> _Directions_:
**a)** Copy the Rebirth story from "The Blood angel leaned" to "he being deceived?".
**b)** Decide whether each statement agrees with the Rebirth story. Answer yes or no, and quote the deciding words from the story.
(i) The primarch is being kept at Velonica prime.
(ii) Julius holds the rank of captain in his chapter.
(iii) The primarch has been in stasis for several hundred years.
**c)** Write the next part of the Rebirth story, starting after its last line.

# Rebirth part2



## Col. Schafer (Apr 15, 2008)

"Your primarch is not dead."

Julius’s mind reeled. The holy primarch alive? How? When was this realized? Where was he? Why had he not returned to his chapter? 

The Blood angel leaned back. 

"you should consider yourself privileged. So far as we know. He is the onlyprim arch still alive. In that your chapter is unique. The answer to your next question is that he is in stasis, and has in fact been so for several thousand years." said the blood angel.

Julius stood, unable to think, he was filled with an indescribable awe and joy and fear. What would it be like to face the legendary founder of his chapter? Would he face him? Was this in fact true? Was he being deceived?

"Where is he? Why are you telling me this? What do you need me for if my primarch lives?" said Julius.

An inquisitor with the emblem of the daemon hunters spoke. "The primarch until recently was buried deep under your chapters base. Recently, we have retrieved him. We are keeping him at Velonica prime."

Julius turned to the Inquisitor, and said, "Why do you need me? What use could I possibly be to one so infallible as Gilliam? I am but a humble captain of my chapter, surely a higher ranking member of the Ultramarines is more suited for whatever it is you need me to do?"

Isaac spoke again. "You see Julius, you may take a seat, we need your geenseed. The Primarch is regrettably in a near death state. Any attempt to revive him from his stasis would be fatal. We do not poses the knowledge to revive him, but we believe that you, could receive a direct implant of the primarchs geenseed. This would provide the Impirium with a hero Julius. Do you understand? We wish you to become the primarch of your chapter."

Julius sat, speechless. This was either a miracle or heresy. He wasn’t sure witch.

"Why me?" he said

An Ordo Xeno Inquisitor spoke. "We believe your geenseed may be the purest of your chapter. This is pure luck on your part. You should thank the emperor."

> _Raw data_:
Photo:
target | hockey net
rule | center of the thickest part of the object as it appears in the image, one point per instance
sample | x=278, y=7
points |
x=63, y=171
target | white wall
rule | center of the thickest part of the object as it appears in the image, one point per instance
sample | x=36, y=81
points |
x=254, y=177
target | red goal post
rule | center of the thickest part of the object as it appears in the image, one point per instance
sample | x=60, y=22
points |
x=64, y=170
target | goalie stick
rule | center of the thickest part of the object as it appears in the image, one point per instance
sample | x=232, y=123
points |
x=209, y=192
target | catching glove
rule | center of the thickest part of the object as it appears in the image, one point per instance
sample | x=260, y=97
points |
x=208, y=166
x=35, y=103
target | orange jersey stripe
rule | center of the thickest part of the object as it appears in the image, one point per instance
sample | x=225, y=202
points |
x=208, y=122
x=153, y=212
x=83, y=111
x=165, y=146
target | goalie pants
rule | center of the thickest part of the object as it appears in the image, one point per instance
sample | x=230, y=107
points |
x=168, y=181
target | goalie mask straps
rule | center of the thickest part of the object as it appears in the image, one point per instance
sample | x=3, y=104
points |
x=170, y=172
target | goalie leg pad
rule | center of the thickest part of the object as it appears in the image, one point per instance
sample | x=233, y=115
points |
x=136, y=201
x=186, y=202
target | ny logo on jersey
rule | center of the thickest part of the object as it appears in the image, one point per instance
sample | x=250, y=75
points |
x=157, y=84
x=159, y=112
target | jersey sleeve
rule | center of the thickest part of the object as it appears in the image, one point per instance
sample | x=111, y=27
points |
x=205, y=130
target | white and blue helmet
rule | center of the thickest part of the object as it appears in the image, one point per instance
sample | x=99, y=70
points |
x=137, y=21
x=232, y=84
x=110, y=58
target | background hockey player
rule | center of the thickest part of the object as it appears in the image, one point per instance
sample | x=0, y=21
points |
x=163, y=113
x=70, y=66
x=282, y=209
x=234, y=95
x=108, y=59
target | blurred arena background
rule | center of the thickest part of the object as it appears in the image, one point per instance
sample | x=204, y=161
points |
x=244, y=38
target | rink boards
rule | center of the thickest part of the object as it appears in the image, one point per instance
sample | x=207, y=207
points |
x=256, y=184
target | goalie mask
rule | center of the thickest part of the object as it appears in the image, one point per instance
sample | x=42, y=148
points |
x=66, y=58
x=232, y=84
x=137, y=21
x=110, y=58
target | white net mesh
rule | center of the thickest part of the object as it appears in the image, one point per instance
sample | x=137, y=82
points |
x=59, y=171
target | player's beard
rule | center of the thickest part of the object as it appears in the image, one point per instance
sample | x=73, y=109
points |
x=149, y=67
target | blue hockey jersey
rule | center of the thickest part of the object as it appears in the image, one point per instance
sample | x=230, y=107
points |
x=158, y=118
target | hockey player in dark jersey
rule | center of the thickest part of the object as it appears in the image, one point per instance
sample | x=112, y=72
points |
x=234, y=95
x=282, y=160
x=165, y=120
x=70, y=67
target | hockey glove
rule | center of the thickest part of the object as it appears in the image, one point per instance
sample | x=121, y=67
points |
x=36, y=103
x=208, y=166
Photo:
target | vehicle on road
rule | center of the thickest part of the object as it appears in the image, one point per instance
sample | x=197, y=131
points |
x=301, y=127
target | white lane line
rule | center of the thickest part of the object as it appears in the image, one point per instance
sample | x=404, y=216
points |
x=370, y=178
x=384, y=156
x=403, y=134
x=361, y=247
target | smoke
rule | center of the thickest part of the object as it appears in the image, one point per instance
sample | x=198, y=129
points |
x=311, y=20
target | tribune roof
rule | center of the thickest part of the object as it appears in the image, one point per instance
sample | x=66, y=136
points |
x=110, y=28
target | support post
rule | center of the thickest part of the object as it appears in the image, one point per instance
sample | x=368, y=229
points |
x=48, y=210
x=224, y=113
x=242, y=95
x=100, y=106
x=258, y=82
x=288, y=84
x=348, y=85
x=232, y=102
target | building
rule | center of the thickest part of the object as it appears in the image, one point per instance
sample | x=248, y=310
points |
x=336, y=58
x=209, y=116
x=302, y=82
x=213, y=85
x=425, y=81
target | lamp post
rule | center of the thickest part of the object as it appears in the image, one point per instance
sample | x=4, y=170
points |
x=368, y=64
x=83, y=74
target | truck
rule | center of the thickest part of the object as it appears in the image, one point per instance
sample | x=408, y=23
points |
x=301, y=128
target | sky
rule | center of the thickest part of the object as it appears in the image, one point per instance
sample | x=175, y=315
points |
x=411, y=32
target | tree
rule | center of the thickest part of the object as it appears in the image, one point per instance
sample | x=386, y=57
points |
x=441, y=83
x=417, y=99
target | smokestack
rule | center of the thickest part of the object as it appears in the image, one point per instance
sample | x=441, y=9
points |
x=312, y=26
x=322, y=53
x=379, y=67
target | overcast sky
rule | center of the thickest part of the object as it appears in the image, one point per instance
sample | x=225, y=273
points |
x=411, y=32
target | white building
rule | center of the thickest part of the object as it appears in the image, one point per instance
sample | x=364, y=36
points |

> _Answers provided_:
**a)**
The Blood angel leaned back. 

"you should consider yourself privileged. So far as we know. He is the onlyprim arch still alive. In that your chapter is unique. The answer to your next question is that he is in stasis, and has in fact been so for several thousand years." said the blood angel.

Julius stood, unable to think, he was filled with an indescribable awe and joy and fear. What would it be like to face the legendary founder of his chapter? Would he face him? Was this in fact true? Was he being deceived?

**b)**
(i) Yes: "We are keeping him at Velonica prime."
(ii) Yes: "I am but a humble captain of my chapter"
(iii) No: "has in fact been so for several thousand years."

**c)**
Julius was shocked. "How can you know such a thing! You would have to test every marine in the chapter!" Said Julius, his voice rising.

The Commissar spoke for the first time. Julius was almost insulted that a mere Imperial guardsman was privy to this secret before him. 

"We have been studying your chapter for a long time, and our projections showed that you would hold the purest geenseed." Said the commissar. "While it is true that our research could be more perfect, we are 67.844% sure that you could successfully survive the transformation."

Julius simply sat. he didn’t know weather to believe it or not. All his life he had been taught humility. He knew in his heart that he was not worthy of such an honor. But if an inquisitor asked him to do something, he must do it correct? Would it be selfish to refuse the Impirium its hero? 

The blood angel said, "I am confident that you will make the right desision though, you are an honorable marine."

Julius looked up. 

"I am not worthy of this." said Julius. I would give anything to the emperor, but you are not him. I will not do this willingly. This honor should be Marinus Calgars."

The Commissar interrupted him. "Your chapter master, has only a projected 43.873% chance of surviving the process. He is strong, and no one questions his leadership, but his geenseed is only slightly above average, despite common belief."

Julius felt despair. He knew this was not right. What was being done was utter heresy. It was balderdash that his geenseed could be more pure than the chapter masters. 

"Your outnumbered, unarmed, and on a potentially hostile ship Julius." Said the blood raven. "You will do as we say."

Julius stood. "Than kill me, if that is the alternative. I advise you to do so, if you do not, I will inform my superiors of your heresy. I would give my life for the primarch. But I will never have the arrogance to believe myself to be him."

Julius felt a rending pain in his head. 

"Julius, you are in a room full of psykers. You will do as you are told." Said Isaac. 

Julius lost consciousness.

---

Gaunt and Larkin followed Milo thru the corridors of the ship. 

"You will be provided with quarters." Said Milo. "I'm afraid it will be a long journey, we need to rendezvous with a fellow inquisitor of mine. After that we will set out for the heretics stronghold."

"Milo, I want to know what the hell is going on, none of this 'Ill tell you later' Feth" said Gaunt. "I want to know what the mission is, where were going, and what the target is. You told me to pick a sniper, and that means were gunning someone, I want to know who."

Milo stopped and turned to Gaunt. "Ibram, I'm an inquisitor. Your going to be playing by my rules. If this ship gets boarded I cant risk you or Larkin being captured with my plan."

Gaunt was indignant. It took him a moment to remember that Milo was an inquisitor now, and he had to listen to him. Take orders from him. From Milo. 

Soon they arrived at their quarters. Standard barracks by the look at them Depressingly empty. It would be just Gaunt and Larkin. 

Larkin said sarcastically, "Now I feel right at home."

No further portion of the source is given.